Quoted passage >>
--- START ---

Should a Syriza government debt default occur, it would happen after five years of mounting economic crisis. The rising tide of poverty and political instability that has caused social turmoil in the country, has also contributed to hostility toward foreigners. The additional risk is that the Greek far-right and neo-nazi movement reemerges. Playing on social anxieties and insecurities, the neo-nazi Golden Dawn party managed, until recently, to carve out a leadership role for itself by terrorizing the country’s weak and vulnerable, and turning them into scapegoats for social and economic woes. In the last elections they amassed 18 MPs to parliament. The party’s top officials are currently in prison having been accused of constituting a criminal organization. Although Golden Dawn might have its hands tied in legal proceeds, the threat of a far-right renaissance in Greece, as in the rest of Europe, seems to be just beneath the surface.
The rise of extremism in Greece is a serious problem. The eurozone establishment has simultaneously legitimized the far-right by adopting anti-immigrant policies and islamophobic rhetoric while attempting to also pigeonhole Syriza and other left forces as an example of the rise of European extremism. Euclid Tsakalotos, Syriza’s shadow Finance Minister recently told the Guardian that modern politics has shifted “so much to the right since the advent of Thatcherism that the party’s proposals now seem radical.” He pointed out that Syriza positions that Euro elites call radical were standard in the 1950s and 60s. “We are only more radical in the sense that we have been influenced by the anti-global movement and believe in concepts of participatory democracy,” he said. Where as Thatcher argued that there was no alternative to neoliberalism and austerity, Syriza has stirred ire for challenging a system that has failed to meet even the basic needs of the masses of people.
Conclusion: Stakes are High
The stakes are high in this Greek election. But at the moment, many Greeks are hopeful about Syriza’s prospective victory and challenge to the system. Winning an absolute majority in Greece’s 300 seat parliament would be a clear victory. It would be the first time that a left party in Greece will have come to majoritarian power in modern Greek history, since the end of the “The Regime of the Colonels” dictatorship in 1974.
But recent polls this week suggest that the party would currently win 147 seats, just shy of a majority. This number includes the extra 50 seats the electoral system awards the winning party to make it easier to form a government. If they do not win an absolute majority, Syriza would have to form a coalition or garner parliamentary support from other parties to form a minority government.
Regardless, all eyes will be on Syriza long after the Jan. 25 elections, win or lose, watching to see how the party navigates the coutry’s debt, the waves of privatization flooding their country, and how the lives of the Greek people will be affected.

--- END ---

Extracted information >>

--- START ---

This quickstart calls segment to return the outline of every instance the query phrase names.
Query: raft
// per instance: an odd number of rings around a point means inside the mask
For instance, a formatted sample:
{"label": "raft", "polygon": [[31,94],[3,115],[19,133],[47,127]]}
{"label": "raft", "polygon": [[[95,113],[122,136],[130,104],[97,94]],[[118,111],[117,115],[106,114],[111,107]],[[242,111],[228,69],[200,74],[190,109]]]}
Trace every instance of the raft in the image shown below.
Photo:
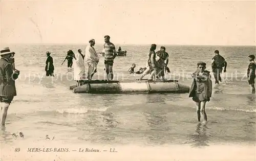
{"label": "raft", "polygon": [[122,94],[129,93],[146,94],[188,93],[189,87],[178,82],[178,80],[156,81],[142,80],[125,82],[119,81],[97,80],[84,81],[84,84],[79,87],[72,85],[70,89],[74,93]]}

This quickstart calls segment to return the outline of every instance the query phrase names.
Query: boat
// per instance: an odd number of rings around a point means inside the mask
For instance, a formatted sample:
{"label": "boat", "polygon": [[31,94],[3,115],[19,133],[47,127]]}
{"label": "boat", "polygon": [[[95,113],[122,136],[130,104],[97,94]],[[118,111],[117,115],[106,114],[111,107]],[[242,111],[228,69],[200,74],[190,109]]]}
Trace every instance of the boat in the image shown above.
{"label": "boat", "polygon": [[100,55],[102,56],[105,56],[105,53],[102,53],[102,52],[97,53],[97,54],[99,54],[99,55]]}
{"label": "boat", "polygon": [[124,94],[130,93],[146,94],[188,93],[189,87],[178,82],[178,80],[130,80],[131,82],[96,80],[86,80],[84,85],[70,86],[74,93]]}
{"label": "boat", "polygon": [[[117,56],[126,56],[126,53],[127,53],[127,51],[126,50],[124,51],[116,52],[116,53],[117,54]],[[102,56],[105,56],[105,53],[104,53],[104,52],[98,52],[98,53],[97,53],[97,54],[99,54]]]}
{"label": "boat", "polygon": [[127,51],[125,50],[125,51],[120,51],[120,52],[116,52],[116,53],[117,53],[117,56],[126,56],[126,53],[127,53]]}

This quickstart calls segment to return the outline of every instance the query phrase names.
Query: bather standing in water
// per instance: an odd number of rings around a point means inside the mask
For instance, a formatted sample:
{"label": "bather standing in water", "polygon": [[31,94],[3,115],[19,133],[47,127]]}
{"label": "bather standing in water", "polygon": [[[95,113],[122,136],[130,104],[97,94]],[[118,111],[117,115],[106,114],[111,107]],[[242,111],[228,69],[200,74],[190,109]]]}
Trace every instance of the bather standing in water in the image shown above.
{"label": "bather standing in water", "polygon": [[156,53],[155,51],[157,48],[157,45],[155,44],[152,44],[150,47],[150,52],[148,53],[148,60],[147,61],[147,66],[146,70],[144,71],[142,75],[139,79],[139,80],[142,79],[142,78],[146,75],[151,74],[150,78],[148,80],[155,80],[156,79],[156,72],[155,70],[155,64],[156,63]]}
{"label": "bather standing in water", "polygon": [[77,82],[77,86],[83,85],[83,81],[86,80],[86,71],[83,63],[83,55],[80,49],[78,50],[77,53],[70,55],[74,57],[74,80]]}
{"label": "bather standing in water", "polygon": [[211,97],[212,86],[210,72],[205,70],[206,65],[206,63],[202,61],[198,63],[197,71],[191,75],[194,79],[189,96],[196,102],[198,121],[201,121],[202,114],[204,123],[207,122],[205,105]]}
{"label": "bather standing in water", "polygon": [[[169,55],[165,52],[165,47],[161,47],[160,50],[156,53],[159,58],[156,62],[156,72],[157,75],[160,76],[162,80],[165,80],[164,78],[164,68],[168,64],[168,57]],[[164,61],[166,60],[166,64]]]}
{"label": "bather standing in water", "polygon": [[15,54],[15,53],[14,53],[14,52],[13,52],[11,54],[11,56],[10,58],[10,61],[9,61],[10,63],[12,65],[12,68],[13,71],[15,70],[15,64],[14,63],[14,62],[15,62],[15,61],[14,61],[14,54]]}
{"label": "bather standing in water", "polygon": [[86,49],[84,62],[88,65],[87,78],[91,81],[94,74],[97,72],[97,65],[99,63],[99,57],[93,47],[95,44],[95,40],[92,39],[89,40],[89,43],[90,45]]}
{"label": "bather standing in water", "polygon": [[249,61],[250,63],[247,68],[247,78],[248,82],[251,86],[251,90],[252,94],[255,94],[255,71],[256,68],[256,63],[255,63],[255,56],[254,55],[250,55],[248,56]]}
{"label": "bather standing in water", "polygon": [[113,72],[113,65],[114,59],[117,55],[116,52],[115,45],[110,41],[110,36],[106,35],[104,36],[105,43],[104,44],[105,51],[105,60],[104,64],[106,68],[106,78],[108,80],[113,80],[114,74]]}
{"label": "bather standing in water", "polygon": [[128,70],[128,72],[129,72],[130,74],[134,73],[134,68],[135,67],[136,67],[136,64],[133,63],[132,67]]}
{"label": "bather standing in water", "polygon": [[72,65],[73,65],[73,57],[71,55],[74,54],[74,53],[72,54],[71,53],[71,50],[69,50],[68,52],[68,54],[67,56],[66,57],[66,59],[68,60],[68,68],[71,68],[72,67]]}
{"label": "bather standing in water", "polygon": [[211,61],[211,68],[215,78],[215,84],[219,84],[221,82],[221,74],[222,73],[223,67],[224,67],[223,72],[226,71],[227,63],[221,55],[219,54],[218,50],[214,52],[215,56],[212,58]]}
{"label": "bather standing in water", "polygon": [[53,59],[51,56],[50,56],[51,52],[46,52],[46,56],[47,59],[46,62],[45,71],[46,72],[46,76],[54,77],[53,72],[54,71],[54,66],[53,65]]}

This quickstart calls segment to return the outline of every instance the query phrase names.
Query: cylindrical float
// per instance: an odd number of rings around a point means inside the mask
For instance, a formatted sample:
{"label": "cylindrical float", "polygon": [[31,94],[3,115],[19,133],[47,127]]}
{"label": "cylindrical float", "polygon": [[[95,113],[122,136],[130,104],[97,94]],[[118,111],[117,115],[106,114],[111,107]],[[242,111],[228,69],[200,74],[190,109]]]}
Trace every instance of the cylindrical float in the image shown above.
{"label": "cylindrical float", "polygon": [[89,84],[90,93],[118,93],[120,91],[118,83]]}
{"label": "cylindrical float", "polygon": [[165,82],[139,81],[119,82],[117,81],[96,80],[85,82],[79,87],[70,87],[75,93],[110,94],[125,93],[187,93],[189,87],[178,83],[177,81]]}
{"label": "cylindrical float", "polygon": [[147,93],[148,91],[148,85],[145,82],[119,83],[119,85],[120,91],[122,93]]}

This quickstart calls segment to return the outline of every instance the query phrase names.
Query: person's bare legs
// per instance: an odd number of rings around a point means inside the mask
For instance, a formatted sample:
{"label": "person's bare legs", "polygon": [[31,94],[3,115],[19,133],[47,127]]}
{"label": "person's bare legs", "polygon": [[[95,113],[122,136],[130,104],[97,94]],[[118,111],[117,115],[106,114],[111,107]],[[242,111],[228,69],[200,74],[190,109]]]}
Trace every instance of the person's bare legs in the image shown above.
{"label": "person's bare legs", "polygon": [[109,77],[109,75],[110,75],[110,70],[109,70],[109,64],[105,64],[105,68],[106,69],[106,79],[108,79],[108,80],[110,80],[110,77]]}
{"label": "person's bare legs", "polygon": [[255,86],[254,84],[251,84],[251,92],[252,94],[255,94]]}
{"label": "person's bare legs", "polygon": [[109,65],[110,80],[113,80],[114,78],[114,74],[113,73],[113,65]]}
{"label": "person's bare legs", "polygon": [[201,104],[200,102],[196,102],[197,105],[197,120],[198,122],[200,122],[201,114],[200,114],[200,109],[201,109]]}
{"label": "person's bare legs", "polygon": [[150,75],[150,78],[149,80],[153,80],[153,81],[156,81],[156,70],[154,70],[151,73]]}
{"label": "person's bare legs", "polygon": [[150,72],[150,70],[148,70],[148,67],[147,67],[146,70],[145,71],[144,71],[144,72],[142,73],[142,75],[141,75],[141,76],[140,76],[139,80],[141,80],[141,79],[142,79],[142,78],[143,78],[144,77],[145,77],[145,76],[146,76],[148,74],[149,72]]}
{"label": "person's bare legs", "polygon": [[200,104],[200,112],[201,112],[201,114],[202,115],[203,120],[202,123],[206,123],[207,121],[207,117],[206,115],[206,113],[205,112],[205,105],[206,104],[206,101],[202,101],[201,102],[201,104]]}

--- END ---

What the exercise asks >>
Answer from the text on Syriza and the Greek election:
(a) How many MPs did Golden Dawn win in the last elections?
(b) Who is Syriza's shadow Finance Minister?
(c) How many seats do this week's polls suggest Syriza would currently win?

Answer for the task >>
(a) 18
(b) Euclid Tsakalotos
(c) 147